Give back only the lines from the one with "of the arched" through the last line of the data, exactly as they appear.

(Lines of data)
++++

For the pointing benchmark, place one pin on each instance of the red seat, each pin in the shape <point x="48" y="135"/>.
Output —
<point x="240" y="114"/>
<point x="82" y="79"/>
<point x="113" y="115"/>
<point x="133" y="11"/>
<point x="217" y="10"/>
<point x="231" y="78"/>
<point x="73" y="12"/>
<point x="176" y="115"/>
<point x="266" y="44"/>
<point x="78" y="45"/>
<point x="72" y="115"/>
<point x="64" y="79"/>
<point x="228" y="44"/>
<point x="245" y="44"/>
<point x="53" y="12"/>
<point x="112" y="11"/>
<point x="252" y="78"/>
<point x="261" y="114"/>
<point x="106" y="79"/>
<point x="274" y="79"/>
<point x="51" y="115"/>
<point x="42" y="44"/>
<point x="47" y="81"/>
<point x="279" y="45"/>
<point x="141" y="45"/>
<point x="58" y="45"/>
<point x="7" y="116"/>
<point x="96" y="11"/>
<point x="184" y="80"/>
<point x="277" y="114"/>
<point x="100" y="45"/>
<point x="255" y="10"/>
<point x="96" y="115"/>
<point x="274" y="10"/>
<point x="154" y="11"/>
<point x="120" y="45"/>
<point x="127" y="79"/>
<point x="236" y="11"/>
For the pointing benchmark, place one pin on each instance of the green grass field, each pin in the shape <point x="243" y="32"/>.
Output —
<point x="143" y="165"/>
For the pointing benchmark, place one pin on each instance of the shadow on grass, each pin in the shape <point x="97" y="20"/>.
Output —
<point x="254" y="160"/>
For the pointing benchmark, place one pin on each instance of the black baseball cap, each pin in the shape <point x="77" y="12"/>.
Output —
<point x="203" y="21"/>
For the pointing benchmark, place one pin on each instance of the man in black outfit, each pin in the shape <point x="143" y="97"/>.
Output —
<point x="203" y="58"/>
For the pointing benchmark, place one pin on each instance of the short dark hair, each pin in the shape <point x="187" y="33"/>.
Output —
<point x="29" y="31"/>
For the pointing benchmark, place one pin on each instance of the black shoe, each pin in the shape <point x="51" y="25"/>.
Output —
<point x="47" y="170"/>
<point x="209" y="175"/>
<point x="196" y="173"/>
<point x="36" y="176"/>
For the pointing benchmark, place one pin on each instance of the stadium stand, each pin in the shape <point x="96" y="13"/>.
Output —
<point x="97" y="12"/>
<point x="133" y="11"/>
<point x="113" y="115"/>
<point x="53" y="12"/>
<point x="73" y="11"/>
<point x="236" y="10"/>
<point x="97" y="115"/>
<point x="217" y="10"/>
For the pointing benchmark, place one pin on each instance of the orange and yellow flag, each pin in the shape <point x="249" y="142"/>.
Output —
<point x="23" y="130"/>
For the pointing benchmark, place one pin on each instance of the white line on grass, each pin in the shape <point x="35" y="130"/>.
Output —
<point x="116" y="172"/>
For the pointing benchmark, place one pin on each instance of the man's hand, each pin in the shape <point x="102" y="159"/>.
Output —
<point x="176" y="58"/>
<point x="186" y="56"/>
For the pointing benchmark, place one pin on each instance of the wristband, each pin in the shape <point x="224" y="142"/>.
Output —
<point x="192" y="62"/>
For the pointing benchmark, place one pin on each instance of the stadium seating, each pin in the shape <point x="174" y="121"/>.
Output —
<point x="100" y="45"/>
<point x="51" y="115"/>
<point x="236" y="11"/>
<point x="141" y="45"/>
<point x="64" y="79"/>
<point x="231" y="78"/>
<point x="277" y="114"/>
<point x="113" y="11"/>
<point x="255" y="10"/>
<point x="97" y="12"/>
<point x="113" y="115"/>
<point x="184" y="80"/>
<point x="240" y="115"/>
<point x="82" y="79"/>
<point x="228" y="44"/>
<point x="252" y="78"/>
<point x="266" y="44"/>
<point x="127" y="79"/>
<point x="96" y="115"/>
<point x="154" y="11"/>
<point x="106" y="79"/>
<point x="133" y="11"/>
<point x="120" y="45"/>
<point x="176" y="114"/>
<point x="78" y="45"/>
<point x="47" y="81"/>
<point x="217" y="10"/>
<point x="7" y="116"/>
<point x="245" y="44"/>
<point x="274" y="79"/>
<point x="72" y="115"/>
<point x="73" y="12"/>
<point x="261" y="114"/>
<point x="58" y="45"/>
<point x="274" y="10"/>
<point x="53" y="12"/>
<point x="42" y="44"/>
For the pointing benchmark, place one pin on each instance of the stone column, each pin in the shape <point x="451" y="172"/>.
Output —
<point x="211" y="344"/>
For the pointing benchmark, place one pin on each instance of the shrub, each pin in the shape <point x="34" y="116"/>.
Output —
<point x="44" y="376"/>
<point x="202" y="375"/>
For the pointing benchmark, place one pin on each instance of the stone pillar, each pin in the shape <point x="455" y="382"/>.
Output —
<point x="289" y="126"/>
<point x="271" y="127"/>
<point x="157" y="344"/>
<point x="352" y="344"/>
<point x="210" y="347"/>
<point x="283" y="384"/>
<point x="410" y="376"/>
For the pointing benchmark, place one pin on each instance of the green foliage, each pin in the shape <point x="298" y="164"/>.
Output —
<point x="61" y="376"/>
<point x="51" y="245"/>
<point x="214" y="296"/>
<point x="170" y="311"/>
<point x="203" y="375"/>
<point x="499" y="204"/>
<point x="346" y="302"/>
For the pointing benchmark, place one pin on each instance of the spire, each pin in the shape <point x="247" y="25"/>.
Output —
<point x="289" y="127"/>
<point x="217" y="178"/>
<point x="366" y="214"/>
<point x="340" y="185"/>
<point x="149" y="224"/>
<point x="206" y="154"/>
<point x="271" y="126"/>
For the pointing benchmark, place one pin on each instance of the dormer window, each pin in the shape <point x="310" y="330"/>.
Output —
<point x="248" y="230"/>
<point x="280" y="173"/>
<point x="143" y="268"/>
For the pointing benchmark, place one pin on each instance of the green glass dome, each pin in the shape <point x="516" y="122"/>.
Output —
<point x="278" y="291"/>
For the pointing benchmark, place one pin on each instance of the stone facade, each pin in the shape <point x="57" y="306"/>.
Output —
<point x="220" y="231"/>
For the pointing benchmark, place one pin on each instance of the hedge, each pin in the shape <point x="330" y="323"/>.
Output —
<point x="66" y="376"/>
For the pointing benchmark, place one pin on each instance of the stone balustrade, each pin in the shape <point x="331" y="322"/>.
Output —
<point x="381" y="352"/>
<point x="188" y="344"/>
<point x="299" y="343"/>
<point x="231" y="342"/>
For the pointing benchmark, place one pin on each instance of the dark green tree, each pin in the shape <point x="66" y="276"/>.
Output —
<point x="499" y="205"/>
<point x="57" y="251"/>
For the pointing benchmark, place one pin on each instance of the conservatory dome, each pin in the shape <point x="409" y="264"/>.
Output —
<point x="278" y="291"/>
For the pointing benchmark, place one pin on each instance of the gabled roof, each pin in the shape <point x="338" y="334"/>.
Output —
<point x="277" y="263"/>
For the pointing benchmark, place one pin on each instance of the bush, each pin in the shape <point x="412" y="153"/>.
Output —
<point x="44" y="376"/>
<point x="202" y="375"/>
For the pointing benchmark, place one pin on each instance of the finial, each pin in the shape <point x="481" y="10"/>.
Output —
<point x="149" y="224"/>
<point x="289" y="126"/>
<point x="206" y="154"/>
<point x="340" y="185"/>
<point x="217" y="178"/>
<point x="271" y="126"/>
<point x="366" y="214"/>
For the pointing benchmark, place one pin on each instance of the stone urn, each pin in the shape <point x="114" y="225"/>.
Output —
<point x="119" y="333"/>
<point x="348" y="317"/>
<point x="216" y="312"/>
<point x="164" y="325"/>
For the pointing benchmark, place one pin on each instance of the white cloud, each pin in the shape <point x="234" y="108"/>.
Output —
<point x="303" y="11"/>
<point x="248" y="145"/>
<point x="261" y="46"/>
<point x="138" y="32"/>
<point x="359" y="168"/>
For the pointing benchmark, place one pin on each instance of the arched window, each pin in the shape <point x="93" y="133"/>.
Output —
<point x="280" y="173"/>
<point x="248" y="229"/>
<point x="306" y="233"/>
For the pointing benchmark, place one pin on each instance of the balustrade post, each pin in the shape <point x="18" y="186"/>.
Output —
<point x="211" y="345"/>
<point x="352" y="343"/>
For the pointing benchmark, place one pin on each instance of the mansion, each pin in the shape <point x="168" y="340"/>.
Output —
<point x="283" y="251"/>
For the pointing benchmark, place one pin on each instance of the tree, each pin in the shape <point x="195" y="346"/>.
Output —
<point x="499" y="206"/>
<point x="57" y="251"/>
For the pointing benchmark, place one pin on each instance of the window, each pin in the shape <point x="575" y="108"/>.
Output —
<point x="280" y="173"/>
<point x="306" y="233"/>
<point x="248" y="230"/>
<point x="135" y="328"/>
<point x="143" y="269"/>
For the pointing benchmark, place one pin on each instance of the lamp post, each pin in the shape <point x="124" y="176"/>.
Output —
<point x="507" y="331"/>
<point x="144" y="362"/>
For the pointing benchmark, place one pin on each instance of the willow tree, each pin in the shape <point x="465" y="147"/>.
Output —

++++

## RESPONSE TO THE TASK
For the pointing benchmark, place one pin on each instance of the arched window, each pin in the shape <point x="93" y="133"/>.
Output —
<point x="280" y="173"/>
<point x="248" y="229"/>
<point x="306" y="233"/>
For the pointing benchmark, place one pin on each instance of the balustrade post, each pin in the shape <point x="18" y="186"/>.
Output —
<point x="211" y="345"/>
<point x="352" y="343"/>
For the pointing benchmark, place one pin on each instance of the mansion, each pin in the shape <point x="168" y="340"/>.
Output —
<point x="283" y="251"/>
For the pointing benchmark, place one pin on each instance of the tree, each pin in the shape <point x="195" y="346"/>.
Output —
<point x="499" y="206"/>
<point x="57" y="251"/>
For the pointing benchmark, place one pin on each instance of the window, each pin in the shape <point x="575" y="108"/>.
Output —
<point x="280" y="173"/>
<point x="306" y="233"/>
<point x="248" y="230"/>
<point x="135" y="328"/>
<point x="143" y="269"/>
For the pointing benchmark, place one pin on each instance of the lamp post, each pin in the shape <point x="124" y="176"/>.
Output —
<point x="507" y="331"/>
<point x="144" y="362"/>
For the pointing benchmark, place one pin on each instance of the willow tree, each pin in the shape <point x="465" y="147"/>.
Output —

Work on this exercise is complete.